Challenges =
[A] Using the West Ham United Women history below, decide whether each statement agrees with it: (i) the club's first friendly match, on 29 March 1992, ended in a defeat to Barnet Ladies; (ii) Claire Lacey won her England cap in a home match against Portugal; (iii) the junior section introduced in 2000–01 plays in the Essex County Girls League. Give yes or no for each, with the deciding words quoted from the text.
[B] Carry on the West Ham United Women history below, picking up right after its last sentence.

West Ham United Women Football Club is an English women's football club affiliated with West Ham United. The club plays in the Women's Super League, the top tier of English women's football. They were formed in 1991 and play home games at Dagenham & Redbridge's Chigwell Construction Stadium on Victoria Road.[1]


West Ham team with their player escorts in April 2017 prior to a match against Tottenham Hotspur at White Hart Lane.

Whilst the 1970s saw a short lived incarnation of West Ham United Ladies, it was early in 1991 when Roger Morgan, the Football in the Community officer at West Ham United, mooted the idea of forming the present ladies section of the club. Following a number of initial coaching sessions to bring in local players and the capture of John Greenacre, who had then recently relinquished his managerial posts at Romford Ladies, to help organise the club, the first friendly match was set for 29 March 1992 resulting in a defeat to Barnet Ladies. Undeterred, two teams were entered into the Greater London Regional Women's Football League for the following season; one in Division 3 and the other in Division 4 and the Hammers opened their first competitive season with a 5–1 victory against Hackney “B” on 27 September 1992 going on to finish the campaign in a respectable fourth place although the second team found life harder and were relegated to the 5th Division. A third-place finish the following season with was sufficient to earn promotion to Division Two and the next season there was a promotion into Division One following another third-place finish.

1995–96 saw a season of consolidation after the two consecutive promotions in two years with a mid table placing, but the season saw the club enter the FA Women's Cup for the first time, having been encouraged by a goalless draw with Arsenal Ladies the previous year in the London FA Women's Cup. The club also embarked on its first overseas tour taking in trips to Germany and Holland. International recognition was furthered as Claire Lacey, the Hammers goalkeeper, was awarded an England cap in an away fixture against Portugal to become the club's first international representative.

Two more season of consolidation as a mid table Division One side in the Greater London League followed as the club went through a difficult period off the pitch, with personnel changes in the backroom staff and ground problems seeing Brampton Manor School, Barking and Little Heath all used as home grounds.

The 1998–99 season saw the Hammers fortunes take an upturn reaching their first cup final in the Russell Cup and more importantly gaining the runners up spot in the league and with it promotion into the Greater London League Premier Division. The momentum continued as the Hammers immediately made an impact in the Premier Division coming second behind the semi professional set up at Fulham, before clinching the title the year after, coupled with a run to the 4th round of the FA Women's Cup.

2000–01 saw the introduction of the now highly successful junior section playing in the Essex County Girls League laying the foundations for another period of growth for the club as a second successful Greater London League Premier League campaign this time saw the Hammers winning the promotion play off and allowed the club to start the 2002–03 season in the South East Combination League, where a fourth-place finish showed the Hammers ability to hold their own at this level. The promise of being able to step up further emerged when the runners up spot was claimed the year after. Hopes were high the club could go one further for the 2004–05 campaign and in a nail-biting finish the Hammers emerged victorious from a winner takes all final league game with Northampton to win the title, only just missing out on the double following a league cup final defeat to the same opponents.

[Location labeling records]

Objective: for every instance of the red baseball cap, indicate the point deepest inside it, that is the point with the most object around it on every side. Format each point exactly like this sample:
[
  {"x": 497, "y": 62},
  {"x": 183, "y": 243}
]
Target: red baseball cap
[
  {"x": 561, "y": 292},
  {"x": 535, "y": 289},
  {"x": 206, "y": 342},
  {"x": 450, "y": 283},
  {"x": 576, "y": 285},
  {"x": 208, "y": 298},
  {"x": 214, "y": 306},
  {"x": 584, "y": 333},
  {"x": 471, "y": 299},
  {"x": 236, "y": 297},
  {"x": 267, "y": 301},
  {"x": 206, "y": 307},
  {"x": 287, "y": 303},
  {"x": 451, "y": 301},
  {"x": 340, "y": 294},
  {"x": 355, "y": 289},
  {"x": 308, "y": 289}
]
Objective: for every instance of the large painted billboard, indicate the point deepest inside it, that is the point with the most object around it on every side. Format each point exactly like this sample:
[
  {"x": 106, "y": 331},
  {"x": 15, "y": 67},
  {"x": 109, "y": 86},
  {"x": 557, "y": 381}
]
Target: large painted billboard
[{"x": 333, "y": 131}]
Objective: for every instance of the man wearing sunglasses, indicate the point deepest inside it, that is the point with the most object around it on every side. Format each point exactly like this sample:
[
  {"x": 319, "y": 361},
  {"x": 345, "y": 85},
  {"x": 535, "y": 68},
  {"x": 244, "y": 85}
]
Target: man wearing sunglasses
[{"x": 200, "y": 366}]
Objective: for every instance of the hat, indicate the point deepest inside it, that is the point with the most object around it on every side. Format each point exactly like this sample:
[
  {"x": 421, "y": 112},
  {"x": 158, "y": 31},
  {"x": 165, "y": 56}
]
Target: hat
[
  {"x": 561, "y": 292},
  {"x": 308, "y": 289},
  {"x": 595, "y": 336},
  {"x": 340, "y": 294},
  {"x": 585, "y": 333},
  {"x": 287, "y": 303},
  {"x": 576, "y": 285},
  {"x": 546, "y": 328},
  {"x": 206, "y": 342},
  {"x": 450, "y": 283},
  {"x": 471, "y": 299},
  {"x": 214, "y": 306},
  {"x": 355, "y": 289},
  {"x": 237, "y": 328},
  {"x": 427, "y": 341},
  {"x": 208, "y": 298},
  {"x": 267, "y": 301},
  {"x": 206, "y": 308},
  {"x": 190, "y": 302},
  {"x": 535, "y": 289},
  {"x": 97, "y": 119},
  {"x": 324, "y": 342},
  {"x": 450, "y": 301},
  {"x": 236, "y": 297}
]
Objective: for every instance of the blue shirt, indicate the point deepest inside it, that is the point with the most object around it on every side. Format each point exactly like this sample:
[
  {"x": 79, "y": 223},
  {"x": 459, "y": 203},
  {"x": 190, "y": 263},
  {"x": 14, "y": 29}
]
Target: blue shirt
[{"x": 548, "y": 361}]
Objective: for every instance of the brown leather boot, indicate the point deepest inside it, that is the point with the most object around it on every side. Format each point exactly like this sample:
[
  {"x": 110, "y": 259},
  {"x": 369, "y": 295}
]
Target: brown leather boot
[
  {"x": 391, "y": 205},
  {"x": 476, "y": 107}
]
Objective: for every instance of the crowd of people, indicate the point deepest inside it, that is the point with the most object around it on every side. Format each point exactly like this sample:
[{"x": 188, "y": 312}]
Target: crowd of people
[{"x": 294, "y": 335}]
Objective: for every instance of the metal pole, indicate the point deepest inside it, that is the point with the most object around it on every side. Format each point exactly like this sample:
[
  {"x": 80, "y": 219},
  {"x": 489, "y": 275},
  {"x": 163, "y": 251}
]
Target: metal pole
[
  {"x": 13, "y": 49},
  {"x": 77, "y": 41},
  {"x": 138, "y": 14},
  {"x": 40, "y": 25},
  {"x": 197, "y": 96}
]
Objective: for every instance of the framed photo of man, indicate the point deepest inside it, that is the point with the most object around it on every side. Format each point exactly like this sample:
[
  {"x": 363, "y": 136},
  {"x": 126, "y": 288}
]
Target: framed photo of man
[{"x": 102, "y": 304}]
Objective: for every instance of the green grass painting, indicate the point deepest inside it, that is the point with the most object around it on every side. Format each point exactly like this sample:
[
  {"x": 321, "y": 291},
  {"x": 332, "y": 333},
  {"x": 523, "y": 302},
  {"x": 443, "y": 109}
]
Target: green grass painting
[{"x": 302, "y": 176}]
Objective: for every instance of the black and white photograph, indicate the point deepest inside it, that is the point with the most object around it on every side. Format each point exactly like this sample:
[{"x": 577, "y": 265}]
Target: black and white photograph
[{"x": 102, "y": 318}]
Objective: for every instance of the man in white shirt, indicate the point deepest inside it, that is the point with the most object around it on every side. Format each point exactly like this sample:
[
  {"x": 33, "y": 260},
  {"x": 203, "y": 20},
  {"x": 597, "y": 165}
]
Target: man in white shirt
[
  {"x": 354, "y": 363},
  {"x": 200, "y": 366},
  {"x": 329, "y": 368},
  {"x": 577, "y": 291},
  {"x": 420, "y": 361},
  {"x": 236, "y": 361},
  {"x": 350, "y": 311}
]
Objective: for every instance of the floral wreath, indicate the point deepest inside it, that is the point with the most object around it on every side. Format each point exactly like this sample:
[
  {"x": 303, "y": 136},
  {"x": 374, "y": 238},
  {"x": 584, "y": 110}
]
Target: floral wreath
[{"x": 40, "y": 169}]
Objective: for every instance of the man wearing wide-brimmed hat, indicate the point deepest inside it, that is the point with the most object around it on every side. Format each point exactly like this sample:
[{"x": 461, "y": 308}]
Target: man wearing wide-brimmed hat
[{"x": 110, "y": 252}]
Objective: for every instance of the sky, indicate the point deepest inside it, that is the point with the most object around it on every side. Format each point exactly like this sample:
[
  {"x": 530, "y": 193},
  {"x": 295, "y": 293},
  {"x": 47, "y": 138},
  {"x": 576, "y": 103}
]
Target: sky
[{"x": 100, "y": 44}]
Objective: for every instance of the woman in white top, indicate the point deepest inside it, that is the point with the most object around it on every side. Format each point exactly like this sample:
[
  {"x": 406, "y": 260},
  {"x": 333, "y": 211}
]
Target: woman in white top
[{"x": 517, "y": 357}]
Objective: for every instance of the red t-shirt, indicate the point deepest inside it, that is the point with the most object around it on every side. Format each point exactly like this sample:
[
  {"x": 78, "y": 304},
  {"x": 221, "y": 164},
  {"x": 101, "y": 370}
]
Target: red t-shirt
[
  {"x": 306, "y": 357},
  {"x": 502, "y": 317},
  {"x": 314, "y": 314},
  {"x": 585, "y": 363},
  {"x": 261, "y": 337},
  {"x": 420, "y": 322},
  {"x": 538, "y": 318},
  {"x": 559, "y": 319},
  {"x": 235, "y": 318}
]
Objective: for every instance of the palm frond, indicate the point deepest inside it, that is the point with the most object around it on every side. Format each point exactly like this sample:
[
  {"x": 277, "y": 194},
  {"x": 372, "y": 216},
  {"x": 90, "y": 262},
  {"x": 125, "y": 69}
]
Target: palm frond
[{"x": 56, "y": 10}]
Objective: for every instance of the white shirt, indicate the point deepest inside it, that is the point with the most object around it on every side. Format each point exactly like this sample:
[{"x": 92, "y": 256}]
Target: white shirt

The results =
[A]
(i) Yes: "the first friendly match was set for 29 March 1992 resulting in a defeat to Barnet Ladies"
(ii) No: "was awarded an England cap in an away fixture against Portugal"
(iii) Yes: "2000–01 saw the introduction of the now highly successful junior section playing in the Essex County Girls League"

[B]
Just 13 seasons after starting out West Ham United Ladies had now reached the FA Women's Premier League and achieved a sixth-place finish in their opening season at this level despite a shaky start as they got accustomed to the higher standard. There were no such problems for the reserve team though, who were only just pipped to the runners up spot in the Premier League (Reserves) Division Two South. The following season was a disappointment as the team started to slide and the club ended up in a situation where they would be relegated if the teams below were to win their games in hand although by the end of the season results had gone in the Hammers favour. The Reserve team finished rock bottom in their division but amongst the junior sections the club continued to flourish and from the junior ranks both management staff and playing personnel were elevated to get the club back on track.

2007–08 saw Tony Marshall take over as first team manager helped by Alex Bonner as coach. The club switched to play home games at Harlow Town and with a massive rebuilding job to be done the Hammers turned to youth with a side featuring many previous junior players from the club, who were more than able to hold their own with a sixth-place finish.

The next season saw continued improvements: a new base at Thurrock, a highest-ever third-place finish in the league, and the first team lifting their first major trophy after winning the Essex FA County Cup. The success spanned across the whole club with the reserve team ending the season top of the Premier (Reserves) Division Two South and amongst the junior side's haul of silverware were the London FA Girls Youth Cup and the Southern Region Under 16 FA Tesco Cup.

The Hammers were again amongst the leading sides in the 2009–10 campaign although too many draws saw them slip to fifth position with the reserve team consolidating following their promotion. Again there was success for the junior sides with the Under 16 team winning the UK Home International Tesco Cup at the Reebok Stadium. 2010–11 saw the side lead the table for much of the winter but were pipped to the promotion spots in the run in eventually finishing in third place. However the Essex FA County Cup was regained and best ever runs in the FA Women's Cup and FA Women's Premier League Cup saw both quarter finals reached.

2011–12 followed a similar pattern with good cup runs taking the club to the Essex FA County Cup final and the FA Women's Premier League Cup quarter final. Again a third-place finish was achieved in the FA Women's Premier League Southern Division.

In Summer 2014, former professional footballer Julian Dicks took charge of the team.[2] His first competitive game was against Spurs Ladies.[3] He helped to improve the team from their 10th-place finish the season and then to a sixth-placed finish in the 2014–15 season, along with a London FA Capital Women's Cup Final date against Charlton Athletic Ladies.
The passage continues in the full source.